### Task data
==================================================

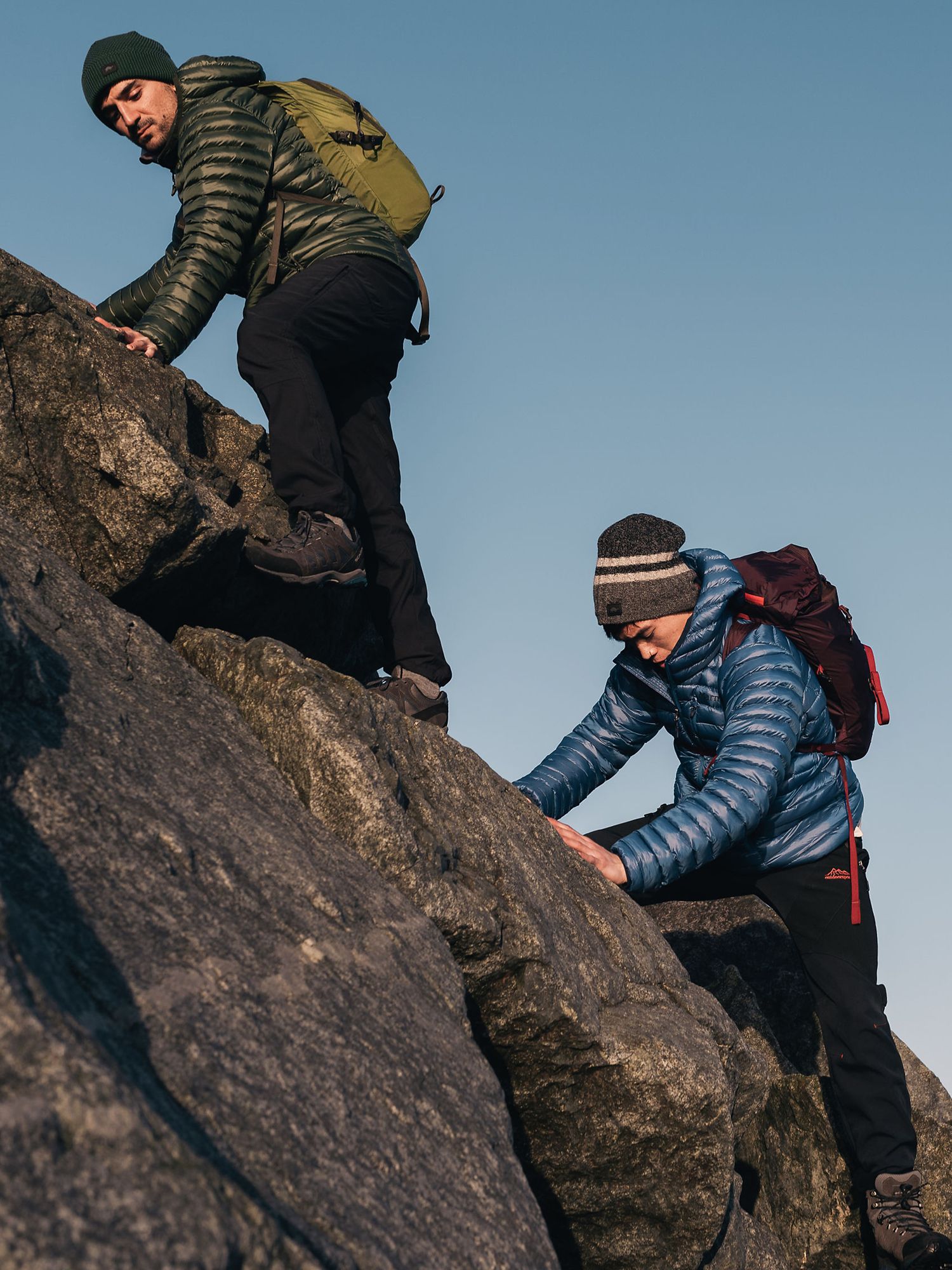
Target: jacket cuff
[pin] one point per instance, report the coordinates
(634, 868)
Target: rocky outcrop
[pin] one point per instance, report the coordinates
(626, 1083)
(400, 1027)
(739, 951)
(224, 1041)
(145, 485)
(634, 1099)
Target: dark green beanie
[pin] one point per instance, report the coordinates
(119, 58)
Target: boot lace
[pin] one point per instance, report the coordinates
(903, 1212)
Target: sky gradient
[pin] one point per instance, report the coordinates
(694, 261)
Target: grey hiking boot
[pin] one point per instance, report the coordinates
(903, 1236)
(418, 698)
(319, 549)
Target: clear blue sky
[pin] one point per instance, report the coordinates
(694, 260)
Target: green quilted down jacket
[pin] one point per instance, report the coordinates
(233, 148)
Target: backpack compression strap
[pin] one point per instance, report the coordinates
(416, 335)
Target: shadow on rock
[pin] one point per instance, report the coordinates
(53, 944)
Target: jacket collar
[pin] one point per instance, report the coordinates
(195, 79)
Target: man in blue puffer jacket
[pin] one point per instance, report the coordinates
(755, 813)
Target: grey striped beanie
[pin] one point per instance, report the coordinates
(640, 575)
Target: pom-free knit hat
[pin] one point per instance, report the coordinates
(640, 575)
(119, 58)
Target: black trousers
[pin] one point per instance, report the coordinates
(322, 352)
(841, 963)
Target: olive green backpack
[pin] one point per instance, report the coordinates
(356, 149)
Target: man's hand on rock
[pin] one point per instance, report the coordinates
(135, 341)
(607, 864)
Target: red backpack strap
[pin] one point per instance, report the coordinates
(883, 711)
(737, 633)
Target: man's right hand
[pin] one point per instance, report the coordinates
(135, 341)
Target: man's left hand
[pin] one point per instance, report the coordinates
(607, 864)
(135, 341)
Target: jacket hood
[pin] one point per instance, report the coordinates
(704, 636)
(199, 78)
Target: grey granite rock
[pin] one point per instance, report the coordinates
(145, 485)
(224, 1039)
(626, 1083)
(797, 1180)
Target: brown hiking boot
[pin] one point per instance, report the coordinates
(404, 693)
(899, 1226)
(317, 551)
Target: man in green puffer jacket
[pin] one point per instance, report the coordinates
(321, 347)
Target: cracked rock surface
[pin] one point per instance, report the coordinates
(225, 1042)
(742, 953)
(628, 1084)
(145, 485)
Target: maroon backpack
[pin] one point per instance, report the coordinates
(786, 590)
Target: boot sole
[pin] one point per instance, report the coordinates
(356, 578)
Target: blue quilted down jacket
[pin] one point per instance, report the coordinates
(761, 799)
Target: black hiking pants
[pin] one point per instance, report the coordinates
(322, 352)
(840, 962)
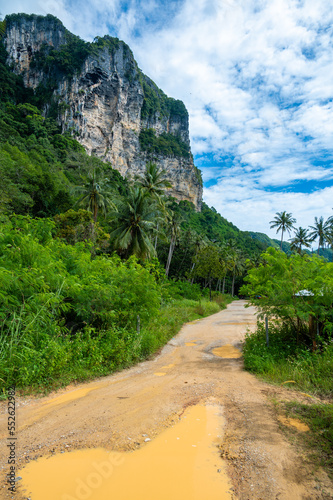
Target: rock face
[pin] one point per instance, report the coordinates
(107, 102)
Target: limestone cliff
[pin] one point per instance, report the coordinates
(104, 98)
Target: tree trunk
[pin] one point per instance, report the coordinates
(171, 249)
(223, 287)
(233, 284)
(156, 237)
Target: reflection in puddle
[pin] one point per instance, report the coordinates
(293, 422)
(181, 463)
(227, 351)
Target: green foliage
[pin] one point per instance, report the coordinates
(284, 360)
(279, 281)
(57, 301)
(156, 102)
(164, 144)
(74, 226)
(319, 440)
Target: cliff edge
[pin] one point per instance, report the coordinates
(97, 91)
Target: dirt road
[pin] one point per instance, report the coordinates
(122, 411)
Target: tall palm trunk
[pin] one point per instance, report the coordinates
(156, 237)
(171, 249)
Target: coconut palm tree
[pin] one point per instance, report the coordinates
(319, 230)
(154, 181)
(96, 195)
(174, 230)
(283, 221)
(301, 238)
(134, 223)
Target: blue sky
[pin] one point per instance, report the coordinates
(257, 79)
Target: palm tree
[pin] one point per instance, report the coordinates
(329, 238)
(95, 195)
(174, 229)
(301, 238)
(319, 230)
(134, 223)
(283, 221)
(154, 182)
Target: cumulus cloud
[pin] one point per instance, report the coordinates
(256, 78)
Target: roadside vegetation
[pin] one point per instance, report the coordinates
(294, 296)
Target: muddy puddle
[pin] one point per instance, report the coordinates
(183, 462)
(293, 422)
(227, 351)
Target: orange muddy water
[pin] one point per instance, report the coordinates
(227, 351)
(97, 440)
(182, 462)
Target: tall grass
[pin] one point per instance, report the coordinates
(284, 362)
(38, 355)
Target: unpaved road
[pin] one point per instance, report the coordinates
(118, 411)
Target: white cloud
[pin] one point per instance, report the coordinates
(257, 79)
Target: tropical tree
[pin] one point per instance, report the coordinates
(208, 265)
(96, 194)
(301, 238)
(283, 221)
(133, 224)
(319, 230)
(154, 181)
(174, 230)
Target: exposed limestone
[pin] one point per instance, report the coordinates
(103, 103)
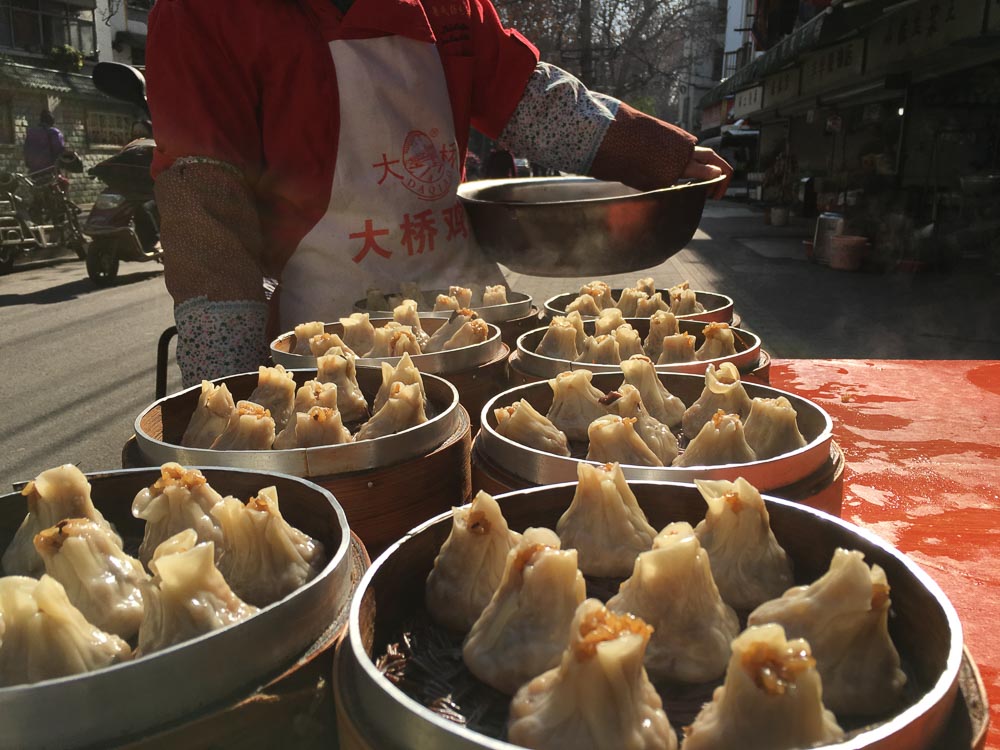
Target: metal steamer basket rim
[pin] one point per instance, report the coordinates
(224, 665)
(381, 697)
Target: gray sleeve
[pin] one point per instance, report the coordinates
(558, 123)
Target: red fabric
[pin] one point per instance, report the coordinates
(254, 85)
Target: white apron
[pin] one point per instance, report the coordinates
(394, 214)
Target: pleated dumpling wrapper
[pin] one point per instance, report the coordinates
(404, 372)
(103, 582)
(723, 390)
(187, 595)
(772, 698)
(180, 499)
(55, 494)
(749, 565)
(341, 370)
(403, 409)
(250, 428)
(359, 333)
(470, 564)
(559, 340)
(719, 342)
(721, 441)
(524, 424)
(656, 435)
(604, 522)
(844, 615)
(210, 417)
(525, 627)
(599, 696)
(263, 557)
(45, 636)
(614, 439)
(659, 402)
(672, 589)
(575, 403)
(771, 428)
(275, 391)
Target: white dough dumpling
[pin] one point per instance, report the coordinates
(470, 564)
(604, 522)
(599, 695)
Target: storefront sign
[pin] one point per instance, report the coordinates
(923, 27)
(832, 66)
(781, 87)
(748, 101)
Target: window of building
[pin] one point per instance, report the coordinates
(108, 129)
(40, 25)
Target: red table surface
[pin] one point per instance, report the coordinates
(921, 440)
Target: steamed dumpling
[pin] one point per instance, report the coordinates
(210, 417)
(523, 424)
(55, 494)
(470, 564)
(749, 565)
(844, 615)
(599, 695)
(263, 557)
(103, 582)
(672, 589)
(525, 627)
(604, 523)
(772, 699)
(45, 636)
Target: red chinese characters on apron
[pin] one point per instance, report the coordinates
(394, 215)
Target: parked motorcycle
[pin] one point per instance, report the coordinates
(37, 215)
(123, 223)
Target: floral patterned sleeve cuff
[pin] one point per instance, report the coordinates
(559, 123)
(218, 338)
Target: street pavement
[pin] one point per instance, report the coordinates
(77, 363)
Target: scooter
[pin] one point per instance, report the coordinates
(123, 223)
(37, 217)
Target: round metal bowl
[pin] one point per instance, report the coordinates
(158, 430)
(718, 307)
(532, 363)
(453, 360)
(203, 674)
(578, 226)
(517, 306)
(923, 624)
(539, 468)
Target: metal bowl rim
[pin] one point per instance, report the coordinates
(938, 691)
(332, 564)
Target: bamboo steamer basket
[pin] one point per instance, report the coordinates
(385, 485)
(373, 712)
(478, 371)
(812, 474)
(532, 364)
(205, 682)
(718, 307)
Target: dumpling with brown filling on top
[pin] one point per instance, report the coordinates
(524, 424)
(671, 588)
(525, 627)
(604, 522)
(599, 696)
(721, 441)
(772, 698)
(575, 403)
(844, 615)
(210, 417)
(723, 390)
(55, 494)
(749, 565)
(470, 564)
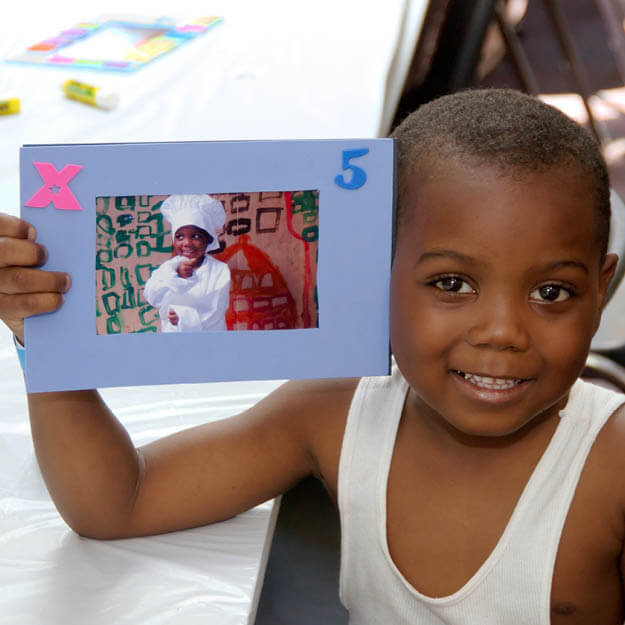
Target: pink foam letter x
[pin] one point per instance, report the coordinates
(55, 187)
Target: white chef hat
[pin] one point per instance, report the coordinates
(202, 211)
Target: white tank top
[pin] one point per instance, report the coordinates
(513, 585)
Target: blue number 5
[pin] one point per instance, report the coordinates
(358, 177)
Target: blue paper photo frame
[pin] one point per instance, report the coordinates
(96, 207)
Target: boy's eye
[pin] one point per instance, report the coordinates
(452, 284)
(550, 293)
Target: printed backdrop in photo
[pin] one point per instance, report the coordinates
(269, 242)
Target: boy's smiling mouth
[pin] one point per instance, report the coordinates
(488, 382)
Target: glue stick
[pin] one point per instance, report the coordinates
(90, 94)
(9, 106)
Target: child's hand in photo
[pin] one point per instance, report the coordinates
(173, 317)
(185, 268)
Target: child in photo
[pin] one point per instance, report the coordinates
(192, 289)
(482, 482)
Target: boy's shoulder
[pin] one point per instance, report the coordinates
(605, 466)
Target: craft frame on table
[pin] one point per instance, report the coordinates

==================================================

### Exercise description
Wherever "basket" occurs in the records above, copy the line it sits in.

### Response area
Target: metal steamer basket rim
Target: bamboo steamer basket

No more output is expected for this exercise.